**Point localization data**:
::::::
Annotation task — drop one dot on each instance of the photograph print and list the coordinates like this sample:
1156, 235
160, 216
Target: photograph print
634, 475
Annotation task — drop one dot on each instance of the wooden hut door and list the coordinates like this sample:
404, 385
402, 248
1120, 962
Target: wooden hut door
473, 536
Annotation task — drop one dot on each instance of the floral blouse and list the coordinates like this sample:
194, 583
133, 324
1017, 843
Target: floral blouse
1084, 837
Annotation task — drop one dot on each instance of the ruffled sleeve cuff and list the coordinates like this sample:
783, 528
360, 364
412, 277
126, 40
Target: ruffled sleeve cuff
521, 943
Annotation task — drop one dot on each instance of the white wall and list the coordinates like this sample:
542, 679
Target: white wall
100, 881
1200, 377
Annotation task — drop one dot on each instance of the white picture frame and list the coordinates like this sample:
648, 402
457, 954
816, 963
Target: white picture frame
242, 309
::::::
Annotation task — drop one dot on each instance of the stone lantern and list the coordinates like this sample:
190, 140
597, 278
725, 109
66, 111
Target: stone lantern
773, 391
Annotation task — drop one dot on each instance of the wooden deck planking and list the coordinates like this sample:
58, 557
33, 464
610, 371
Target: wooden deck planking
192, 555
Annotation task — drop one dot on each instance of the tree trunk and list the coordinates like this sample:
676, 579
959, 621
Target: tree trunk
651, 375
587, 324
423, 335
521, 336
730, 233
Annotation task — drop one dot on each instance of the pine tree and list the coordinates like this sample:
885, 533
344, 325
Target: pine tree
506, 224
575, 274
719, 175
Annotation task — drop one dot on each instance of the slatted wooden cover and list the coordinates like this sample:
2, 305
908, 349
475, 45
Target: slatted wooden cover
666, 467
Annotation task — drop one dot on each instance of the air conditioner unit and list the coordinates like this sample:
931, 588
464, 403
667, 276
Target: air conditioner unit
::::::
**Exercise instructions**:
Look back at the entries above and repeat, unchanged, every line from the line holding "of the slatted" through the line holding "Target: air conditioner unit".

**Answer**:
Annotation task — drop one dot on each instance of the slatted wooden cover and list the coordinates like this sample:
2, 305
908, 349
475, 45
Target: slatted wooden cover
666, 467
Annotation task — drop one dot on each instance of the air conditioner unit and list the coordinates like this sample:
931, 588
464, 403
667, 276
Target: air conditioner unit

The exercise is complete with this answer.